_Aim of the task:_ Transcribe the closing lines of the listing exactly, starting at the one that contains "player in yellow" and including the last.

_Data for this exercise:_
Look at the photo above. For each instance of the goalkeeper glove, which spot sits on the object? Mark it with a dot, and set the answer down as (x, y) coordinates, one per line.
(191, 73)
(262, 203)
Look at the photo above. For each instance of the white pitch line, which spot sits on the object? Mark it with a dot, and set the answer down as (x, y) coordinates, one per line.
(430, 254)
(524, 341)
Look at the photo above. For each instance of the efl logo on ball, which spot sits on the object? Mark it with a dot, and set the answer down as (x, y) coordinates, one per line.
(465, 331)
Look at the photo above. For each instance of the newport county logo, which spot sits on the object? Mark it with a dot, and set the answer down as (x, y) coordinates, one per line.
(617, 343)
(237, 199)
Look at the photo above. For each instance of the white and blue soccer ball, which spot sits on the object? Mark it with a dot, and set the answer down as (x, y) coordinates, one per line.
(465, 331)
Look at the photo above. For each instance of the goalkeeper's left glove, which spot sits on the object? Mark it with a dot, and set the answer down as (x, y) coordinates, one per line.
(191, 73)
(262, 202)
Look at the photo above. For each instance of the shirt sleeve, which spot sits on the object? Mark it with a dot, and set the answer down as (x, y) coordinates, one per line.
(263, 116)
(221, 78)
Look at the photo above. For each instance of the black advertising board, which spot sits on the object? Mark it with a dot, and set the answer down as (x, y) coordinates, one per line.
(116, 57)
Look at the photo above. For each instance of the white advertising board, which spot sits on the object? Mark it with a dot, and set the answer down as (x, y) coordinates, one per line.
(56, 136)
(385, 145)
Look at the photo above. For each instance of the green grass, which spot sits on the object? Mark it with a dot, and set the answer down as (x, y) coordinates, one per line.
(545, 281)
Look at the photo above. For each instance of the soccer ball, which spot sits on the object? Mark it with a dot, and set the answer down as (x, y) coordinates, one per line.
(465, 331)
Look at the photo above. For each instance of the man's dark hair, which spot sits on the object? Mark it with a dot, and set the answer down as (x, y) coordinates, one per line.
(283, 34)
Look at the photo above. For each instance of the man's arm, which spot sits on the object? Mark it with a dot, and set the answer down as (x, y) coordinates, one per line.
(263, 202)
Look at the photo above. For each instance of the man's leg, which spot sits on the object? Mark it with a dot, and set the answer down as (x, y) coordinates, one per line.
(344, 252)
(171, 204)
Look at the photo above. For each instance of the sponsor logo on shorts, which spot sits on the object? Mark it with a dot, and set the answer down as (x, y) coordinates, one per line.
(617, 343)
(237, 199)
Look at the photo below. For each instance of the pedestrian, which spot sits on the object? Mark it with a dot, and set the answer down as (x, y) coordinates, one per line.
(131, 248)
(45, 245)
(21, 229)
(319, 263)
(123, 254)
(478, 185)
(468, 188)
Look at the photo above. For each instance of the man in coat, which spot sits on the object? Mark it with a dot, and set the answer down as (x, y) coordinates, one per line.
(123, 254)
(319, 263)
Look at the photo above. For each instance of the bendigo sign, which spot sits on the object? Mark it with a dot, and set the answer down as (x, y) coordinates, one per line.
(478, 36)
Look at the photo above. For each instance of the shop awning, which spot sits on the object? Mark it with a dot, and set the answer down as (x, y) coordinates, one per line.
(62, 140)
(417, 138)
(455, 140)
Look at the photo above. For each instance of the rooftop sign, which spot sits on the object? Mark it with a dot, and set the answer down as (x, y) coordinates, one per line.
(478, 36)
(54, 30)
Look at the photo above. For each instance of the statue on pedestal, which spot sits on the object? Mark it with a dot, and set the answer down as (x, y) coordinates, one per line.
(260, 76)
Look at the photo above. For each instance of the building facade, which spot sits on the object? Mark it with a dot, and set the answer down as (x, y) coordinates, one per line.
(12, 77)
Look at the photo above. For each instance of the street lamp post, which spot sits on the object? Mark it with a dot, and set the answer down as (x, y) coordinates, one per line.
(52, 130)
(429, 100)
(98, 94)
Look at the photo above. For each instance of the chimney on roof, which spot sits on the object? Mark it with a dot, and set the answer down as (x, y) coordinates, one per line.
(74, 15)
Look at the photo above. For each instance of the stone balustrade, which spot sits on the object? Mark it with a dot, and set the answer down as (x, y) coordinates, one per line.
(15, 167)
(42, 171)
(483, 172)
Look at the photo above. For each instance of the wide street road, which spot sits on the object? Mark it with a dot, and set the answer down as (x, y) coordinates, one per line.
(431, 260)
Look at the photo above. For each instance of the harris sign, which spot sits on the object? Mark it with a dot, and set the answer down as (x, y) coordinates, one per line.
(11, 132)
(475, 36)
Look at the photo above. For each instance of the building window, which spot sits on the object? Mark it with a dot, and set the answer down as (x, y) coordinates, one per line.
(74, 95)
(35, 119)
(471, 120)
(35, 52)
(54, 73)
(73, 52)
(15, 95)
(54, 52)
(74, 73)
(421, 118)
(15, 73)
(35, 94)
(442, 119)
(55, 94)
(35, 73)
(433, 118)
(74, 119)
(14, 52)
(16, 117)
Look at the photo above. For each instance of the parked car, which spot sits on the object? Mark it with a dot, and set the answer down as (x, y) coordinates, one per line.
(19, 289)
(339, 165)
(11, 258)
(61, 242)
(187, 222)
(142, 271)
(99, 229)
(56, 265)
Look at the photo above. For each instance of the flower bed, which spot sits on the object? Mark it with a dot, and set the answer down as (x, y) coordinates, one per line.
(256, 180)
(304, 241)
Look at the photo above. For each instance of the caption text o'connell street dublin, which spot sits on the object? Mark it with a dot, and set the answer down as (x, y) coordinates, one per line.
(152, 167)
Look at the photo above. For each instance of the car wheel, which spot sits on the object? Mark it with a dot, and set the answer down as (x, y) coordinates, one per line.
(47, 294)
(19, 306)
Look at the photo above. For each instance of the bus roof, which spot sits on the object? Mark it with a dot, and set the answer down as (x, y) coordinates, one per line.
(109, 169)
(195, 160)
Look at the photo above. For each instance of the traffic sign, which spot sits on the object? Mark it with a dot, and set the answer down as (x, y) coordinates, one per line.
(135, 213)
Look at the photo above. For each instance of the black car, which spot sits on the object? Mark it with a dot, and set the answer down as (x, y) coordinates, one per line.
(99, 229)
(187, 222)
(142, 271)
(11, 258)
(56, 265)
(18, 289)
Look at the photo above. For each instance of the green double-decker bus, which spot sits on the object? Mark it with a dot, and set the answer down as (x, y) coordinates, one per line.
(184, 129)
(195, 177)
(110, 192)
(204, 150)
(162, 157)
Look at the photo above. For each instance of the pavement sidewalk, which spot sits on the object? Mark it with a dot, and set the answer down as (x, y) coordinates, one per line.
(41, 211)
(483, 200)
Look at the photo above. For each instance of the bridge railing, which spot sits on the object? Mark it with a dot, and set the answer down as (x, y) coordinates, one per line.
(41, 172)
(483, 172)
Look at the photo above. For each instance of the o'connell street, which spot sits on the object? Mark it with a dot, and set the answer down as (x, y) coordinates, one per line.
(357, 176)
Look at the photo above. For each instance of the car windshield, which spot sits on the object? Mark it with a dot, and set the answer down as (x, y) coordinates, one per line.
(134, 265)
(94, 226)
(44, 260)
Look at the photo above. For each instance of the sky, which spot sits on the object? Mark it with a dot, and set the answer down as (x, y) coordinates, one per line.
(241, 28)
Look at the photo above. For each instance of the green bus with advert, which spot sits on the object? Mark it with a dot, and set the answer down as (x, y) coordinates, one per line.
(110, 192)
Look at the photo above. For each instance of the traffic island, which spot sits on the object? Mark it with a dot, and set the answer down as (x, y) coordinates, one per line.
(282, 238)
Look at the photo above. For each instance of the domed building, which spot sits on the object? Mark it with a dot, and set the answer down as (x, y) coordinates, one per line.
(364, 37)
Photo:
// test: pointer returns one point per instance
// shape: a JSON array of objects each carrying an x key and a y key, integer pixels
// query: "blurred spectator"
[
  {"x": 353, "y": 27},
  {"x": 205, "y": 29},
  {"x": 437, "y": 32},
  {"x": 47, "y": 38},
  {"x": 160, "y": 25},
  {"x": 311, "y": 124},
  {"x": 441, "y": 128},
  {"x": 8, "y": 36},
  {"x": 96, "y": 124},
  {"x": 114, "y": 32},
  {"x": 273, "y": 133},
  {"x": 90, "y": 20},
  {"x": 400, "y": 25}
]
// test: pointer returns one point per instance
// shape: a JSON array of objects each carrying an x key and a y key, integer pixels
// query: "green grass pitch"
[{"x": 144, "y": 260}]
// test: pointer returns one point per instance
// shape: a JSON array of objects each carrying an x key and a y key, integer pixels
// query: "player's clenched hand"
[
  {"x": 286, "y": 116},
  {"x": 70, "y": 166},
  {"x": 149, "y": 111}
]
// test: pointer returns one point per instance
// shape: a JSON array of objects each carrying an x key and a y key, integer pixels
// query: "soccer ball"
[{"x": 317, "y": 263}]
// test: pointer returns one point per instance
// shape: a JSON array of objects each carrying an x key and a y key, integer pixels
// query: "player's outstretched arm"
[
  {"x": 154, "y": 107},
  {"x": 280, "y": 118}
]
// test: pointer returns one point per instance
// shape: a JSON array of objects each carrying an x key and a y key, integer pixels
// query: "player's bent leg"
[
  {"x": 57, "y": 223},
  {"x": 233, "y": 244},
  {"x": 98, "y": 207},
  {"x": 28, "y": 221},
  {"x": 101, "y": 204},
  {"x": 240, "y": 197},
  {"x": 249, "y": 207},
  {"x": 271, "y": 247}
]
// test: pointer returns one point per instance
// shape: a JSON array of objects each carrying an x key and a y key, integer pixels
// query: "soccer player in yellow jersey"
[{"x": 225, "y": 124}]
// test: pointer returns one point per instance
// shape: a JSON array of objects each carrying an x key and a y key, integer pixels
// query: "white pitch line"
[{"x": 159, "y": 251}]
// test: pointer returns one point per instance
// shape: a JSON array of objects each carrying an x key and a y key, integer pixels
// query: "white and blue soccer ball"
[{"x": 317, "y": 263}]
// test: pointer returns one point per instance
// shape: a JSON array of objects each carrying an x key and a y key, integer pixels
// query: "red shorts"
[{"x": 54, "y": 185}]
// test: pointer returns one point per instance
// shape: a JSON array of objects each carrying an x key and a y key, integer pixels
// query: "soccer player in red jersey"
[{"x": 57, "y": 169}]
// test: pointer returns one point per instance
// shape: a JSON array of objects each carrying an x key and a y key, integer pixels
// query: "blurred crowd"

_Solution below:_
// query: "soccer player in yellow jersey"
[{"x": 225, "y": 124}]
// test: pointer returns one point per instance
// shape: a JSON array of objects each carrying an x key and a y key, integer pixels
// query: "white pitch line"
[{"x": 159, "y": 251}]
// test: pointer returns one point per instance
// shape: a JSON array of objects each carrying an x key and a y key, integer pixels
// query: "white and blue soccer ball"
[{"x": 317, "y": 263}]
// test: pointer returns one point per instance
// shape: a JSON array of objects each carrying an x key and a y key, integer pixels
// query: "red shorts"
[{"x": 54, "y": 185}]
// test: pointer returns one point per instance
// shape: a JSON array of objects each carrying an x key and a y key, integer pixels
// query: "soccer player in red jersey"
[{"x": 57, "y": 169}]
// test: pointer returns one point per instance
// shape: a JSON array of objects each carrying an x key and a y key, integer pixels
// query: "blurred crowd"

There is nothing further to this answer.